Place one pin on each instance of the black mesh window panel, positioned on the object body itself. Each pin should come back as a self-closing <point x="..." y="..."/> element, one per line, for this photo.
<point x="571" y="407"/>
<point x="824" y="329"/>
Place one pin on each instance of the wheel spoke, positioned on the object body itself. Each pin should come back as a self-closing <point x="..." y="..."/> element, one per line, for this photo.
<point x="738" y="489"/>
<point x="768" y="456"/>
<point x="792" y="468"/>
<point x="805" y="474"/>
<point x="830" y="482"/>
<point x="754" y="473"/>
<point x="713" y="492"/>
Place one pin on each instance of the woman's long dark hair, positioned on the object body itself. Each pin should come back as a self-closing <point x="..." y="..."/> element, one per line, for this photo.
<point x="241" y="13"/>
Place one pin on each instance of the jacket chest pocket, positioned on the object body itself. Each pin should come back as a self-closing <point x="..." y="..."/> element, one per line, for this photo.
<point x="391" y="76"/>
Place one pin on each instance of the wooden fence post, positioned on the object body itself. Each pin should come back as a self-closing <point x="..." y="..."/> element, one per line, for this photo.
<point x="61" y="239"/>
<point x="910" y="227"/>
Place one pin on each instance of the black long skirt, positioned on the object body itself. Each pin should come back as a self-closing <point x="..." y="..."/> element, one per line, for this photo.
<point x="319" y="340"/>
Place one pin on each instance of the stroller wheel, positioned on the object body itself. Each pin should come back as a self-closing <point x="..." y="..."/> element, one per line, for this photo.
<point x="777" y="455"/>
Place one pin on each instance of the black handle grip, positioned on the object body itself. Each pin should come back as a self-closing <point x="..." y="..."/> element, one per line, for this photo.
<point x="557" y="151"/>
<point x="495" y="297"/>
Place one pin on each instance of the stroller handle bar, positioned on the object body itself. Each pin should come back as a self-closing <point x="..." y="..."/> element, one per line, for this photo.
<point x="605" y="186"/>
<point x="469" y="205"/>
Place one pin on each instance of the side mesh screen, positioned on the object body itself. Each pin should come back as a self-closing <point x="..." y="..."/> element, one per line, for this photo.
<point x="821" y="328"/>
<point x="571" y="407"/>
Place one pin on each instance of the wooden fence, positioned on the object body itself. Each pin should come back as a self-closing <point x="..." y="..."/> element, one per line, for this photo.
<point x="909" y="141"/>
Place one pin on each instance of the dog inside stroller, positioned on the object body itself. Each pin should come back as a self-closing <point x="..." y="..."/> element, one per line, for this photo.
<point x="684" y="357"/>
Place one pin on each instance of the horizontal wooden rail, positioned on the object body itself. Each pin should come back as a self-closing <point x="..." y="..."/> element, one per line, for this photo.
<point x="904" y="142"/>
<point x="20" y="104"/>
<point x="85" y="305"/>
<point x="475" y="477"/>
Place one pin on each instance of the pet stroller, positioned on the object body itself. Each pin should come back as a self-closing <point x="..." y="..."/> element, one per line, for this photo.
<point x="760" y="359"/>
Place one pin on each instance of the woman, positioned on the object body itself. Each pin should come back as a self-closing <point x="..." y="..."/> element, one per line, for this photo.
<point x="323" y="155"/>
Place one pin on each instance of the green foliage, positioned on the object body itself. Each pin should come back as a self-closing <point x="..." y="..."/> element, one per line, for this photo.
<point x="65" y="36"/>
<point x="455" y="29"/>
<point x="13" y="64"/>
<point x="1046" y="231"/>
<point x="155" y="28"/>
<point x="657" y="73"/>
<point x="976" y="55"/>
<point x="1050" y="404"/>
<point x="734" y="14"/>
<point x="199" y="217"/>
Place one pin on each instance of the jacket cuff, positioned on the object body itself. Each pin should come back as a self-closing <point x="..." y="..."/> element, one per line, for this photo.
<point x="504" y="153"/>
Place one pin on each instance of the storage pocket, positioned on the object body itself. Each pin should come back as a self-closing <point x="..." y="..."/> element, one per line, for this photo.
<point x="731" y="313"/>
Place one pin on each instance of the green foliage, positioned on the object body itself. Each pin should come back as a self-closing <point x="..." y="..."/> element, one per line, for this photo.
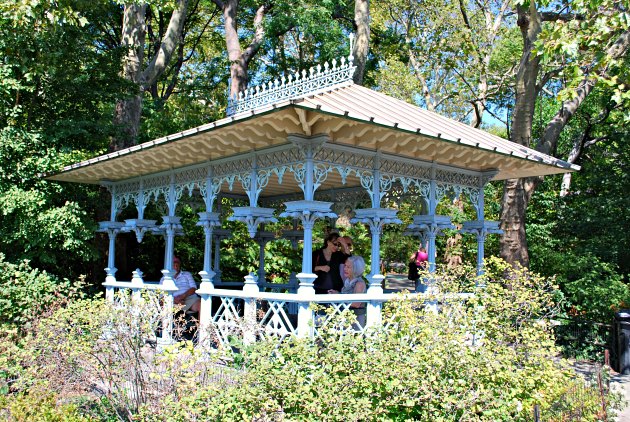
<point x="486" y="357"/>
<point x="37" y="407"/>
<point x="427" y="368"/>
<point x="26" y="292"/>
<point x="37" y="222"/>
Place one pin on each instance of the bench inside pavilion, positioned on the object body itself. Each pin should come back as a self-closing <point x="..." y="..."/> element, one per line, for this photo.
<point x="293" y="148"/>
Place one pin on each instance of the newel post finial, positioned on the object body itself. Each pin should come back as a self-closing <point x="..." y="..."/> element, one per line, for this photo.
<point x="351" y="55"/>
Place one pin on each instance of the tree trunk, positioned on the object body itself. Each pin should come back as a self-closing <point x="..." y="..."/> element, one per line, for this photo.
<point x="128" y="110"/>
<point x="362" y="42"/>
<point x="517" y="192"/>
<point x="516" y="196"/>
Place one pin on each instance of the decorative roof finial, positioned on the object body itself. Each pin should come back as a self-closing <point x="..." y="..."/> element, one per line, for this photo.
<point x="317" y="79"/>
<point x="351" y="56"/>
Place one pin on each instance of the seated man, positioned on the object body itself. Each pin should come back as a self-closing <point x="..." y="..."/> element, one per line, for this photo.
<point x="185" y="295"/>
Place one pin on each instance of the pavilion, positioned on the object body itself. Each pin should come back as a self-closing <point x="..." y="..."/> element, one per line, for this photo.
<point x="288" y="147"/>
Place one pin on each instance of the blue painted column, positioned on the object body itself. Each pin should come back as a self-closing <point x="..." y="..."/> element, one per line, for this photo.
<point x="432" y="229"/>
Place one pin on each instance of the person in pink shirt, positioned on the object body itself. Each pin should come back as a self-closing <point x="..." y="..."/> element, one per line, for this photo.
<point x="418" y="262"/>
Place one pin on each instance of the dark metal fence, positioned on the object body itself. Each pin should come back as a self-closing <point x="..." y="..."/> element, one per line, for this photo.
<point x="585" y="340"/>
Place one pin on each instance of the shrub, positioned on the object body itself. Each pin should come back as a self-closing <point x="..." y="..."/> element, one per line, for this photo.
<point x="26" y="292"/>
<point x="490" y="357"/>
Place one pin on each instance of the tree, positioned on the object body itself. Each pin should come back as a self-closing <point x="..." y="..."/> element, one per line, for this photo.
<point x="362" y="42"/>
<point x="134" y="30"/>
<point x="598" y="61"/>
<point x="451" y="49"/>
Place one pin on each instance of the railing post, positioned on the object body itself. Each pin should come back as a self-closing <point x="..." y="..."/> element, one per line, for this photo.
<point x="169" y="287"/>
<point x="249" y="329"/>
<point x="207" y="220"/>
<point x="137" y="284"/>
<point x="305" y="313"/>
<point x="374" y="307"/>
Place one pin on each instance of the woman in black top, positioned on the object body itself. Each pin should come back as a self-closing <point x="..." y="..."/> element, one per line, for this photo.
<point x="325" y="266"/>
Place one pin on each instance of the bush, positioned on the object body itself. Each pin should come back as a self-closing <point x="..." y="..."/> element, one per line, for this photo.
<point x="26" y="292"/>
<point x="489" y="357"/>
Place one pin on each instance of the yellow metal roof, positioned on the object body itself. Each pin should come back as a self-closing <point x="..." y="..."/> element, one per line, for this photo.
<point x="349" y="115"/>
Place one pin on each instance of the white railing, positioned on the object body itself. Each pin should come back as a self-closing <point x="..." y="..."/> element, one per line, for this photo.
<point x="295" y="85"/>
<point x="249" y="315"/>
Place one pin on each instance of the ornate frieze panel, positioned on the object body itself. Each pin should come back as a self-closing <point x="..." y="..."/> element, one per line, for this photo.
<point x="456" y="178"/>
<point x="271" y="160"/>
<point x="406" y="169"/>
<point x="357" y="159"/>
<point x="232" y="167"/>
<point x="294" y="86"/>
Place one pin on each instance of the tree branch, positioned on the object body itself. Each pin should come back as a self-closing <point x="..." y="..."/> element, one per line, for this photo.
<point x="169" y="42"/>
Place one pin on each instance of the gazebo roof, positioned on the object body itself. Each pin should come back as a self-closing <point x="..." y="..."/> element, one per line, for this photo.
<point x="349" y="115"/>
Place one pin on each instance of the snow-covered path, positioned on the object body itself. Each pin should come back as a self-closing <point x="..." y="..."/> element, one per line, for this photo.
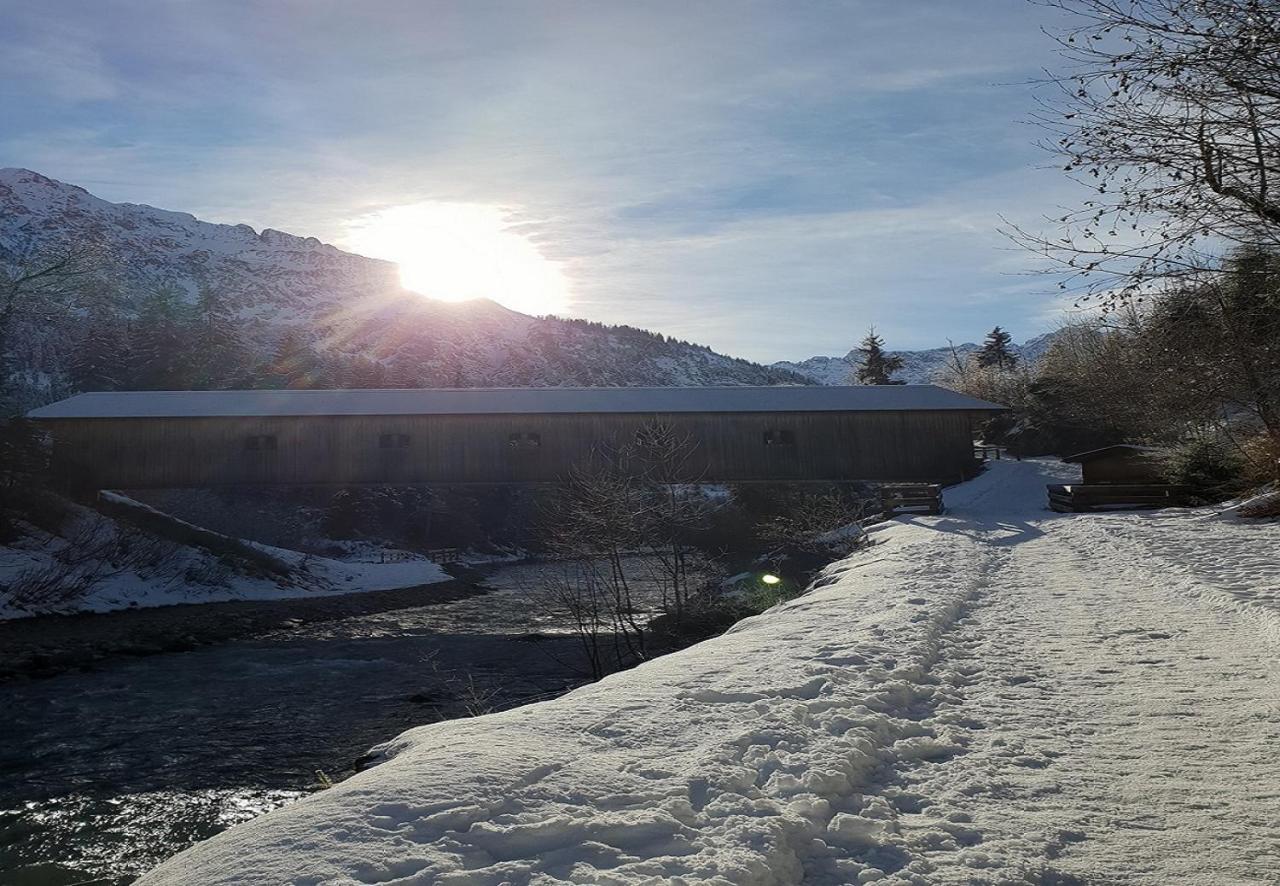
<point x="995" y="695"/>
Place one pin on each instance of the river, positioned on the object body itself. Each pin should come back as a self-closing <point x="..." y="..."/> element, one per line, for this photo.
<point x="108" y="771"/>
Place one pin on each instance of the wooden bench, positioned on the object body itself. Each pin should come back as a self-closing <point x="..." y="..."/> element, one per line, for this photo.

::::::::::

Prompt: Give back, word for word, the lines from the line that contains "Place one pin on each instance of the tree branch, positioned" through the last line of the records, with no pictures and nothing else.

Written solution:
Place one pin on each instance of the tree branch, positioned on the object body itself. Each pin should come back as a self-closing <point x="..." y="..."/> element, one per line, for this photo.
<point x="169" y="42"/>
Place one pin on each instance of the gazebo roof, positioned on the object body itself. Each pin should come back as a self-closing <point x="..." y="..."/> element, one per line, for this photo.
<point x="349" y="115"/>
Place one pin on each instance of the snow-covered path, positioned on the object body itself. Each pin should come back as a self-closing <point x="..." y="..."/> element, one per line, for this photo.
<point x="995" y="695"/>
Place one pin on each instance of the river, positioned on the object body itself. Each pin should come back as a self-closing <point x="..." y="..."/> element, one per line, for this photo.
<point x="108" y="771"/>
Place one pin on each instance of the wooden bench, positioned on the object body itself. Each pin should come back as a self-closing <point x="..." y="..."/> element, one per line, for this photo.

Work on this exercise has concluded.